───── Input ─────
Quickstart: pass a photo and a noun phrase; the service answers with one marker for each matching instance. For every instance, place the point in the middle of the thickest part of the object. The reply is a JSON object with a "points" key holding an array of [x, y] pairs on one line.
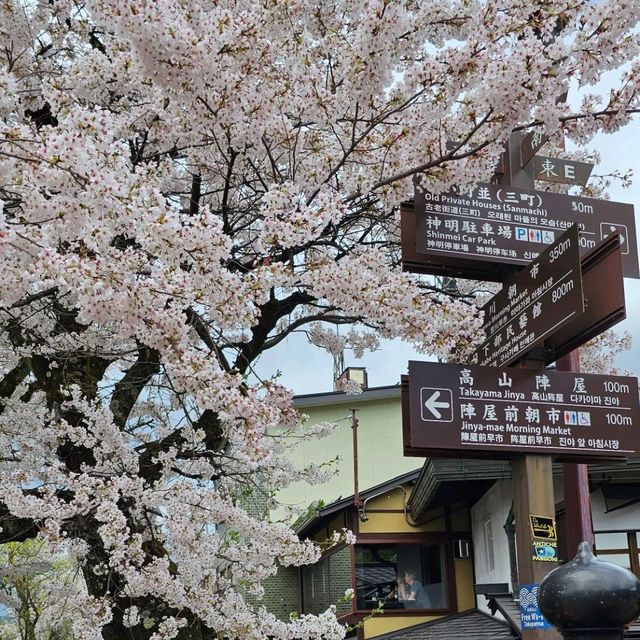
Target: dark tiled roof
{"points": [[471, 624]]}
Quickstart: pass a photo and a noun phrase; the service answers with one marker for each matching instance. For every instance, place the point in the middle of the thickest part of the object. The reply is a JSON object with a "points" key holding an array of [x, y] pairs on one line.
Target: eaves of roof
{"points": [[326, 512]]}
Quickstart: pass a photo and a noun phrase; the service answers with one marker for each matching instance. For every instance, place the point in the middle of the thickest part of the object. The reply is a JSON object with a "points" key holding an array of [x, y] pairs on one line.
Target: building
{"points": [[447, 522]]}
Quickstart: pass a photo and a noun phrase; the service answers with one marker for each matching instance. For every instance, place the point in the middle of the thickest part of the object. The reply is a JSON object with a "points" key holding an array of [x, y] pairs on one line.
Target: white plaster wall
{"points": [[495, 504], [627, 518]]}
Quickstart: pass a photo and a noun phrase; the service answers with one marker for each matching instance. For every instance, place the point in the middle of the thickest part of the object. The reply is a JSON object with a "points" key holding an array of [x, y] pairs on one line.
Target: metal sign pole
{"points": [[532, 474]]}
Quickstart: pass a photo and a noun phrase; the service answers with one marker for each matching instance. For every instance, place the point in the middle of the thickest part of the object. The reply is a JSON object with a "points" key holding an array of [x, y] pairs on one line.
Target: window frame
{"points": [[442, 539]]}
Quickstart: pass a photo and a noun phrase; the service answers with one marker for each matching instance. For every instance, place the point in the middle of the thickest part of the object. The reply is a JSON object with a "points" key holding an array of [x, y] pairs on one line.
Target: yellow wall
{"points": [[385, 516], [465, 593], [386, 623], [380, 452]]}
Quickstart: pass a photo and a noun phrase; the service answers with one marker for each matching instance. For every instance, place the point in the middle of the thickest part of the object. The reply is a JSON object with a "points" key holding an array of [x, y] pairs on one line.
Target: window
{"points": [[401, 576]]}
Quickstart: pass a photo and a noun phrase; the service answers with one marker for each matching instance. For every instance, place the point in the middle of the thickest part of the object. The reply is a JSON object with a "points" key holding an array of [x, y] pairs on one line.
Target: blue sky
{"points": [[306, 369]]}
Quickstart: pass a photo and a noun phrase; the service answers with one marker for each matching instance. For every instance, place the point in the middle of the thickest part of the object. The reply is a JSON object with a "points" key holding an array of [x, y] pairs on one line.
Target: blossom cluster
{"points": [[185, 183]]}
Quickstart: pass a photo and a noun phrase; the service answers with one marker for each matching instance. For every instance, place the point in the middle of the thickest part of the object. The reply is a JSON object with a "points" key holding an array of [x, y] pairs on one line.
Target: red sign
{"points": [[460, 411]]}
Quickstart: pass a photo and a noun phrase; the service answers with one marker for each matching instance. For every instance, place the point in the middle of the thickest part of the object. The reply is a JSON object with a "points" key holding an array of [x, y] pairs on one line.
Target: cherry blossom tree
{"points": [[185, 183]]}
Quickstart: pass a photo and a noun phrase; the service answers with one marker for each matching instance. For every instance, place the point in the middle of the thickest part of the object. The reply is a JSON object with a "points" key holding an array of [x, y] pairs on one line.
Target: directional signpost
{"points": [[470, 411], [554, 305], [561, 288], [562, 171], [497, 229], [535, 303]]}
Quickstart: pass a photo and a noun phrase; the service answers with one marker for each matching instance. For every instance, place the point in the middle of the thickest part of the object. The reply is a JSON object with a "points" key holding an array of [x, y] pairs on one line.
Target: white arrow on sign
{"points": [[433, 405]]}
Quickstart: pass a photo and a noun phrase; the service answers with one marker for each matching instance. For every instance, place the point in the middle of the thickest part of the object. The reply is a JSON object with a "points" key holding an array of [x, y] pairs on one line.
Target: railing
{"points": [[631, 551]]}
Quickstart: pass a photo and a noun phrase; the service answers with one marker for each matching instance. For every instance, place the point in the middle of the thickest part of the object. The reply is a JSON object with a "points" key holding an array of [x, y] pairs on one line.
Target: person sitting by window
{"points": [[415, 597]]}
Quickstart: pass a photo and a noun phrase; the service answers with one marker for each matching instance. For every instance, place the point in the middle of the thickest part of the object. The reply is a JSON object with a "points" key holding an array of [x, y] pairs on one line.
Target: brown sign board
{"points": [[460, 411], [533, 304], [498, 229], [563, 171]]}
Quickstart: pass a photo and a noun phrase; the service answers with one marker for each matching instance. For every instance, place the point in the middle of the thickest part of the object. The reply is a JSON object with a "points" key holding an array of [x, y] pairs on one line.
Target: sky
{"points": [[306, 369]]}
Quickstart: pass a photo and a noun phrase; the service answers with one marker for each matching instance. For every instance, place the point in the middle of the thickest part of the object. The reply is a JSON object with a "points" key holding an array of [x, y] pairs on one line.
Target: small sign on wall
{"points": [[544, 550], [543, 527]]}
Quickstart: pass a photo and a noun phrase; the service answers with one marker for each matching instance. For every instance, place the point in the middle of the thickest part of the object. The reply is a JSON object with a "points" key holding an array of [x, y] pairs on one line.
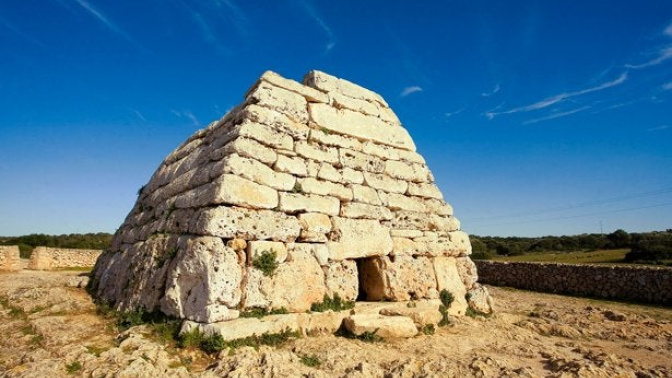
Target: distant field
{"points": [[610, 256]]}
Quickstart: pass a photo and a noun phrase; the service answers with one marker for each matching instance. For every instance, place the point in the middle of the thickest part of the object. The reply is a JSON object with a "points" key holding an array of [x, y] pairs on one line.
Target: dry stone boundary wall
{"points": [[631, 283], [9, 258], [46, 258]]}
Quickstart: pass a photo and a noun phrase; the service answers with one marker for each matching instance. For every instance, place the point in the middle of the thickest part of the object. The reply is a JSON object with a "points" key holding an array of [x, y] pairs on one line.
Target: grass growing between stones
{"points": [[266, 262], [334, 304]]}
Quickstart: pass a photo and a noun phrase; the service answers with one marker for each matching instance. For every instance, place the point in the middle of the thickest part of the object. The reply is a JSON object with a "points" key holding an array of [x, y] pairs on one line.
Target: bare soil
{"points": [[51, 330]]}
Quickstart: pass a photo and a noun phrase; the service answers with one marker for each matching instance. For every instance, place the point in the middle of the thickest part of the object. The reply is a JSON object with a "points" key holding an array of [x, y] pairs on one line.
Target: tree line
{"points": [[648, 247], [27, 243]]}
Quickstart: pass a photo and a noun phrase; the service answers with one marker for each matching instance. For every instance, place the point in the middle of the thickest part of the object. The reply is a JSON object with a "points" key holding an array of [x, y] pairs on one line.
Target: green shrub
{"points": [[266, 262], [334, 304]]}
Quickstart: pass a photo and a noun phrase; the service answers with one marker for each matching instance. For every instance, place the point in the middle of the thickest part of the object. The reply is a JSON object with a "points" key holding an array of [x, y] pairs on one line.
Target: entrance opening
{"points": [[370, 275]]}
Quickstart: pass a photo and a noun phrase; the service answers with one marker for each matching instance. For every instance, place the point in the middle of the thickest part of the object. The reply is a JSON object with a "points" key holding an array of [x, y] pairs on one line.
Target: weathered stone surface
{"points": [[204, 281], [360, 126], [407, 171], [364, 211], [289, 103], [385, 183], [341, 278], [355, 238], [399, 279], [293, 165], [285, 288], [309, 93], [312, 186], [317, 152], [424, 190], [232, 222], [383, 326], [299, 203], [448, 278], [257, 172]]}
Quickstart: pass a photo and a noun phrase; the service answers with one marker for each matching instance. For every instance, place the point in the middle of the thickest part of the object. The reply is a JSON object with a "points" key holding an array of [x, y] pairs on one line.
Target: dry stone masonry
{"points": [[47, 258], [323, 175], [9, 258], [631, 283]]}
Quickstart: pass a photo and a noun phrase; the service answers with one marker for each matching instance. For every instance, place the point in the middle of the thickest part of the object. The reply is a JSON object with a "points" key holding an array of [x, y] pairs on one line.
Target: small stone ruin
{"points": [[321, 176]]}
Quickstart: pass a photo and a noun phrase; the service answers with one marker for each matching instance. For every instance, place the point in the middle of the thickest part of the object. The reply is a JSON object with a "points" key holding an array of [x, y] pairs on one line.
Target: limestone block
{"points": [[319, 251], [351, 176], [364, 211], [329, 173], [424, 190], [329, 139], [293, 165], [448, 278], [299, 203], [276, 120], [286, 288], [438, 207], [316, 152], [256, 248], [360, 161], [266, 135], [407, 171], [235, 222], [315, 222], [289, 103], [479, 299], [235, 190], [360, 126], [355, 238], [327, 83], [246, 147], [383, 326], [341, 278], [325, 188], [311, 94], [461, 241], [401, 202], [384, 182], [404, 246], [365, 194], [258, 172], [381, 151], [204, 282], [468, 271], [422, 313], [410, 234]]}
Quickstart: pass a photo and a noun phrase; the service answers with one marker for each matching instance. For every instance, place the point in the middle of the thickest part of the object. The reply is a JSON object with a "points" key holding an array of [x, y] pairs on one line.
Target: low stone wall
{"points": [[46, 258], [9, 258], [632, 283]]}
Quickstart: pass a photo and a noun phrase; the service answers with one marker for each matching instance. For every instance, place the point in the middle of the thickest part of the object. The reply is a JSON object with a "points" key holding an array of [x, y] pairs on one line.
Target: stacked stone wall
{"points": [[321, 173], [631, 283], [47, 258], [9, 258]]}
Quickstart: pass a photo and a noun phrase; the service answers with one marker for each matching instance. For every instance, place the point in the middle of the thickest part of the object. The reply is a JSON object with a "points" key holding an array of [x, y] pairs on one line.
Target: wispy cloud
{"points": [[187, 114], [98, 15], [659, 128], [409, 90], [556, 115], [492, 92], [314, 15], [560, 97], [447, 115]]}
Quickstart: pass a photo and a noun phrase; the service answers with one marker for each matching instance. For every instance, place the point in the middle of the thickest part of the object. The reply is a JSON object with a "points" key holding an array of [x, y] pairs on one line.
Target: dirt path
{"points": [[50, 329]]}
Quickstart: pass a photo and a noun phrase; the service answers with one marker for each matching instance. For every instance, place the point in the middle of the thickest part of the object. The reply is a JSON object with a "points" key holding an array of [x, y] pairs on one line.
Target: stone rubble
{"points": [[321, 173]]}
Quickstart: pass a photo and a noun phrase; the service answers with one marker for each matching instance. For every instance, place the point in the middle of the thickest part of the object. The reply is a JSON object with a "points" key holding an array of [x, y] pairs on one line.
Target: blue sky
{"points": [[536, 117]]}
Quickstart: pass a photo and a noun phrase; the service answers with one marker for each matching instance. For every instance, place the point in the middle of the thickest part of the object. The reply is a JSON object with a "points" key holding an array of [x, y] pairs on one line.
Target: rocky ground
{"points": [[50, 330]]}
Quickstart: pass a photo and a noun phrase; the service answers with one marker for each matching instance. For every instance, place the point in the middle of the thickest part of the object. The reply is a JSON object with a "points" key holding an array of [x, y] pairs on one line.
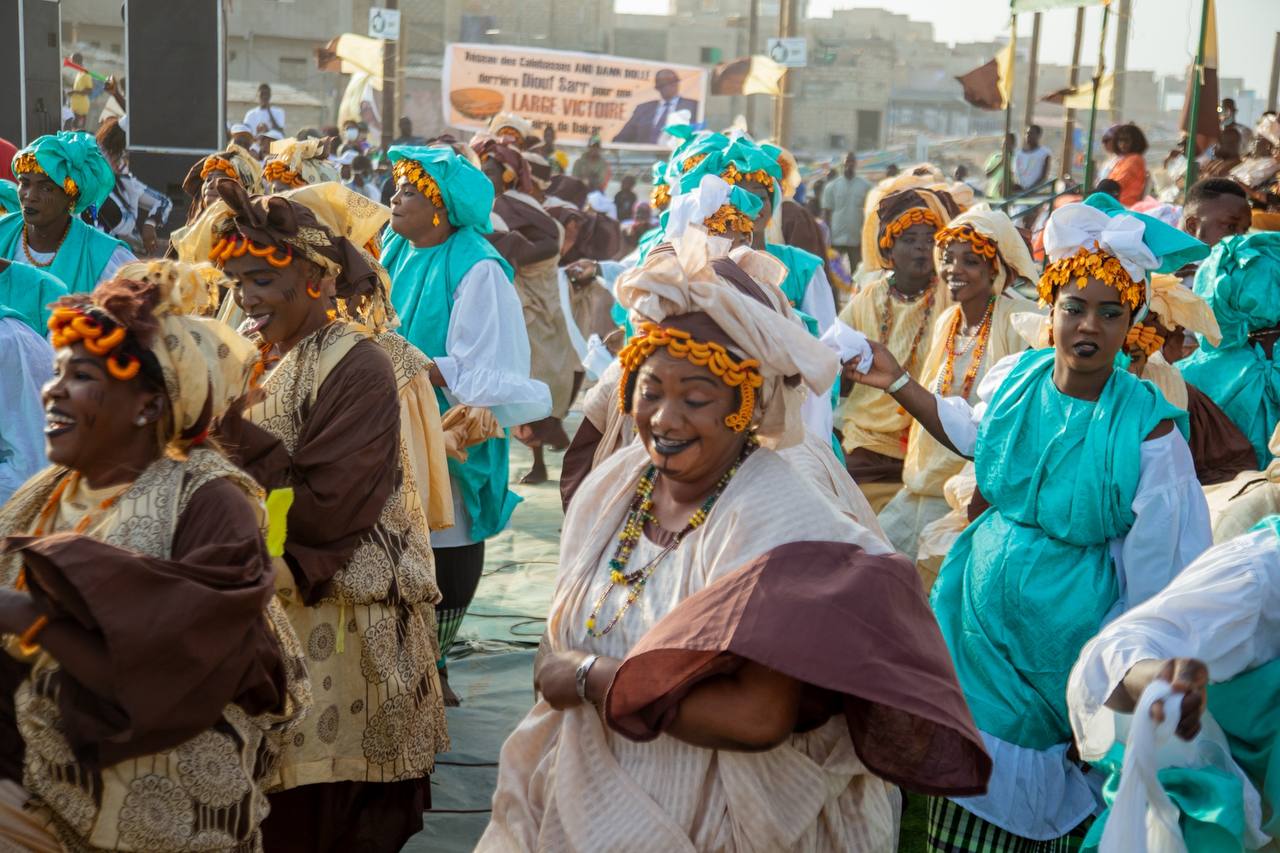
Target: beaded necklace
{"points": [[978, 345], [26, 246], [924, 322], [640, 511], [26, 642]]}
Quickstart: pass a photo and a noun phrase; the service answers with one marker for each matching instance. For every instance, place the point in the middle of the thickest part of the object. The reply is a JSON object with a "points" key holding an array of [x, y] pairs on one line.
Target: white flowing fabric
{"points": [[1224, 610], [1041, 794], [568, 783]]}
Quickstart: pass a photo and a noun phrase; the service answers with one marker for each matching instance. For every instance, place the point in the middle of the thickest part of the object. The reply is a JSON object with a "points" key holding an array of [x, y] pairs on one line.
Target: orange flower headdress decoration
{"points": [[27, 164], [414, 172]]}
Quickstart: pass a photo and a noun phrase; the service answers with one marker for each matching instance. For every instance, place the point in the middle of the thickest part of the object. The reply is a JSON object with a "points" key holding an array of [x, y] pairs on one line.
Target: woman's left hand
{"points": [[17, 611]]}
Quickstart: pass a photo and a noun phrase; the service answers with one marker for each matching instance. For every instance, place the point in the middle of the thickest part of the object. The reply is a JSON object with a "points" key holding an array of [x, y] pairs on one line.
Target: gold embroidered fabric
{"points": [[205, 794], [370, 642]]}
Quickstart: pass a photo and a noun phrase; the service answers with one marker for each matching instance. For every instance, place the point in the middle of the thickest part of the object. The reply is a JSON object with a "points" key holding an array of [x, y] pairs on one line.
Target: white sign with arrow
{"points": [[384, 23]]}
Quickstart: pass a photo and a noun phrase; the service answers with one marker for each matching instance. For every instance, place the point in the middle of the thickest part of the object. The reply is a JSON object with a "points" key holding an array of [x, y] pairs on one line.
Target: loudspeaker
{"points": [[177, 76], [31, 104]]}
─────
■ **Exercise goal**
Gather every line of the entries above that contains the word "window" and copy each such line in full. Matching is case-sensitive.

■ **Reply to the exercise**
Target: window frame
Target: window
Target: person sitting by window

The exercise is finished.